--- Task objective ---
According to the Hearst Castle travel account, why does it not matter which side of the bus you sit on for the ride up to the castle? Answer in one to three sentences.

--- Extracted text ---

- - - - - - -

I’ve seen grey seals before, but Elephant Seals are a completely different proposition. The clue is in the name: females can weigh up to 725 kg, while males are even bigger, weighing in at anything up to 2,250 kg! In short, they are huge!

I was there at the end of January, when the females had given birth and were nursing their pups. The beach was full of them, 100s of seals, all lying on the sand. What you don’t get from the photos is the noise, with pups crying for attention and their mothers call for them all the time. It was definitely worth the stop, but sadly, I couldn’t stay for long and was soon on my way.

From there, it was another five miles to the turn off for Hearst Castle, which I reached without further incident (that is, I resisted the temptation to pull over for more views). Hearst Castle is built on a hill, about five kilometres from the coast, but visitors park at the visitor centre, which is just off the main road. From there, you can buy tickets for guided tours (which are the only way to visit the castle), watch information films and get something to eat from the cafeteria.

Although known as Hearst Castle, it’s more a palace complex than a castle, built by newspaper magnate William Randolph Hearst between 1919 and 1947 on part of a cattle ranch he inherited from his father. Modelled after grand renaissance palaces from the Mediterranean, the main building, the Casa Grande, resembles a cathedral, with multiple other buildings, including indoor and outdoor swimming pools and a tennis court. Hearst lived there until ill health forced him to move to Los Angeles in 1947 and while the castle in now in the hands of the State of California, the Hearst family still owns the surrounding ranch.

My original plan, when I was going to spend all day there, was to take two or three guided tours (each tour only covers a small part of the complex), but with limited time, I decided to just do one tour. Having bought my ticket, I got lunch at the cafetiere, then boarded the bus, which takes each tour group up to the castle itself.

You can see how I got on after the gallery.

The drive up from the parking lot to the castle is pretty spectacular. It takes just over 15 minutes on the way up (and is a little quicker on the way down), the bus climbing via a series of switchbacks to the top of the hill. The views are amazing, taking in the whole of the coastline, which is laid out before you. Thanks to the switchbacks it really doesn’t matter which side of the bus you sit on and, even better, the middle part of the road (the really windy bit) is one way, so you get different views on the way down.

From the bus stop, which is just under the castle, your tour guide forms you up and then takes you on your chosen tour. You do need to stay together, but it’s a pretty relaxed business, with plenty of time to take photographs and some time to explore as you move between locations. Then, at the end, you are free to spend as long as you want exploring the castle grounds before catching a bus, which run every 15 minutes, back down to the visitor centre.

I was on the Cottages & Kitchens tour, which lasted just over an hour. This avoided the main house (the Casa Grande) and instead took in two of the cottages (Casa del Monte and Casa del Mar). Mind you, to call Casa del Monte and Casa del Mar “cottages” is a bit of a misnomer. Sumptuously appointed, they served as guest quarters for the castle’s famous visitors and are luxurious multi-room villas in their own right. Set in front of and slightly below the Casa Grande, they also enjoy some wonderful views over the coast (Casa del Mar) and the mountains (Casa del Monte).

After the cottages, the tour headed for the kitchens. You can see what I made of them, and the rest of Hearst Castle, after the gallery.

- - - - - - -

--- Data segment ---
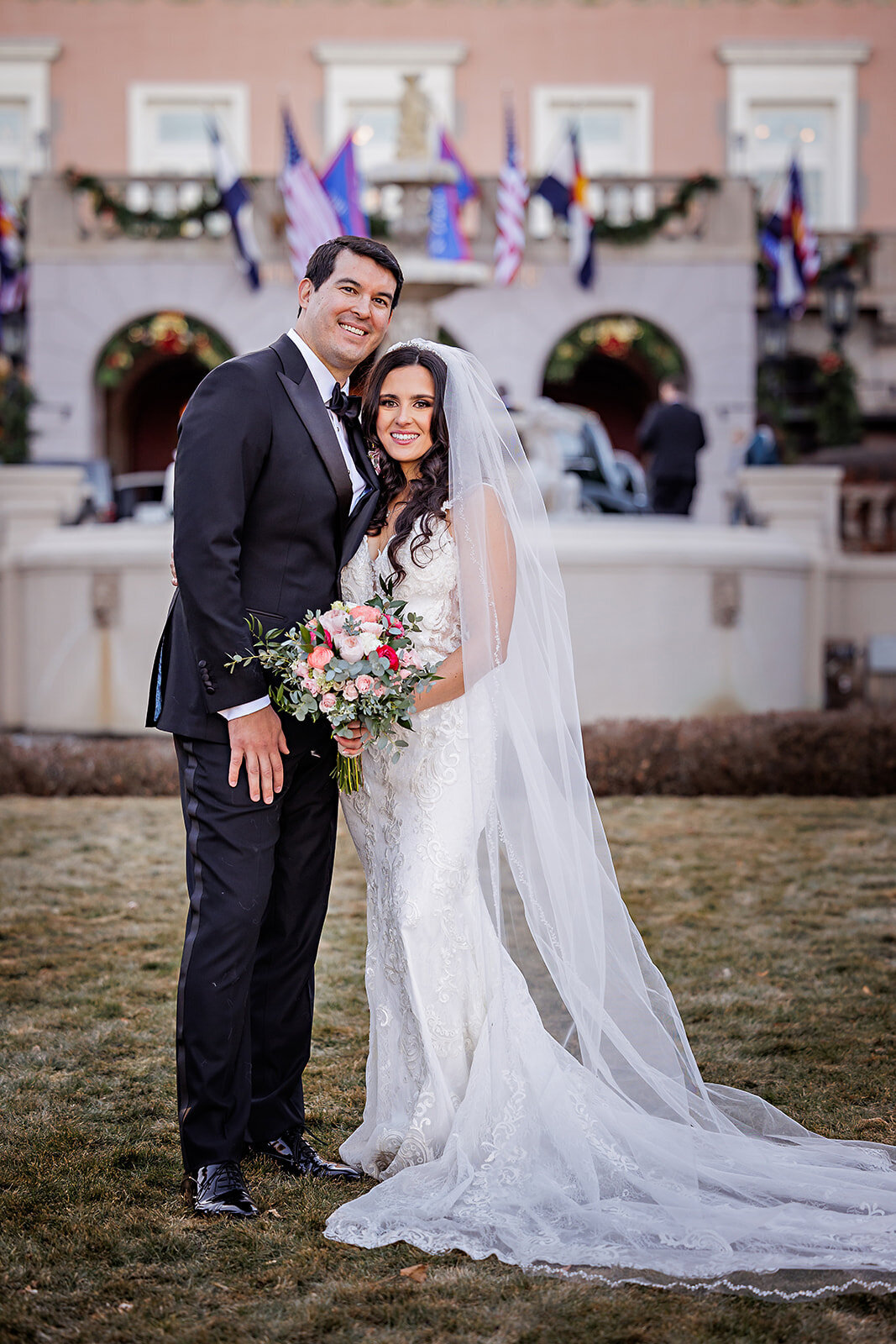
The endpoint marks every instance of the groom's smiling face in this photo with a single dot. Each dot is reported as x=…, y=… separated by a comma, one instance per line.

- - - - - - -

--- Reply ---
The bus climbs the hill through a series of switchbacks, so the coastline views come into sight from either side. The account also notes that the middle part of the road is one way, so the trip down gives different views.